Can you reproduce the data beneath, keeping every line exact?

DATA FOR THIS EXERCISE Block Start

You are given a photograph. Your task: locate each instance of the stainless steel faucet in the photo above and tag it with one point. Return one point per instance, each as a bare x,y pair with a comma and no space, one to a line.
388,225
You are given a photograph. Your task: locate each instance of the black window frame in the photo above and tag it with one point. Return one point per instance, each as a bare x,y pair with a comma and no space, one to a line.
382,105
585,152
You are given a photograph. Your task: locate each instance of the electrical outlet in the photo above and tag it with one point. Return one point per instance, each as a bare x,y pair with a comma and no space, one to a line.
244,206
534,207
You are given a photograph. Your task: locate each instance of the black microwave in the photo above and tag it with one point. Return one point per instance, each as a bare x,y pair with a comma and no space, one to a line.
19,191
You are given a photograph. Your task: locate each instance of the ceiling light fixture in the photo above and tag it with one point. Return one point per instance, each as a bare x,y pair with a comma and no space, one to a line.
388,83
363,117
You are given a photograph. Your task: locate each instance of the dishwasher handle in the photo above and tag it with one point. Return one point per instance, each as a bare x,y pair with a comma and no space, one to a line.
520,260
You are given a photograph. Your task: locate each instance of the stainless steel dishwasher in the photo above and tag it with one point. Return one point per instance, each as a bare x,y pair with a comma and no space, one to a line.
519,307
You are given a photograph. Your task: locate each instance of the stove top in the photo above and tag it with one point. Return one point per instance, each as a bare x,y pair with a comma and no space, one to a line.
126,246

DATA FOR THIS EXERCISE Block End

## EXPECTED ANSWER:
You are given a photograph. Your task: locate each instance of the stainless steel faucet in the photo above and tag it with one point. Return one point per instance, each as a bare x,y pair with a comma and no space, one to a line.
388,225
You are given a photograph. Your task: locate each instance of the black window frame in the photo above and tag it with one point. Return one point per instance, each as a bare x,y pair with a comma and no space, one to a line.
382,105
585,152
You are given a photograph. Your task: locate each instance of the electrical outlet in the photo above and tag it with one point. Return one point per instance, each as a bare x,y pair with a comma and no space, one to a line.
244,206
534,207
You are given a photograph. Your task: locate each instance of the black microwave in the photo above and tag it with one point. Return one point per instance, each as a bare x,y pair with a comma and no space, one to a line.
19,191
You are given a photograph. Your task: locate each instance of the ceiling light fixture in the photo above and tag it with one point. Return one point per instance, each as a bare x,y pair with a comma and no space, one to a line.
388,83
363,117
You are given a photograph. Your task: locate each instance of the dishwasher handle in the photo above and tag it with one point. Return one point per instance, each as a bare x,y pair with a comma and no space, one to a line.
520,260
You are given a photograph. Your task: locate each instance of the stainless steel dishwasher in the photo above and tag it with one point. Return one point per instance, each as a bare x,y pair with a comma and no space, one to a line.
519,307
You are given a photograph. Your task: locate each instance of the stove top in the photo above and tag it with one point. Return one point per instance, each as a bare x,y pair with a comma and no space, one to a line.
126,246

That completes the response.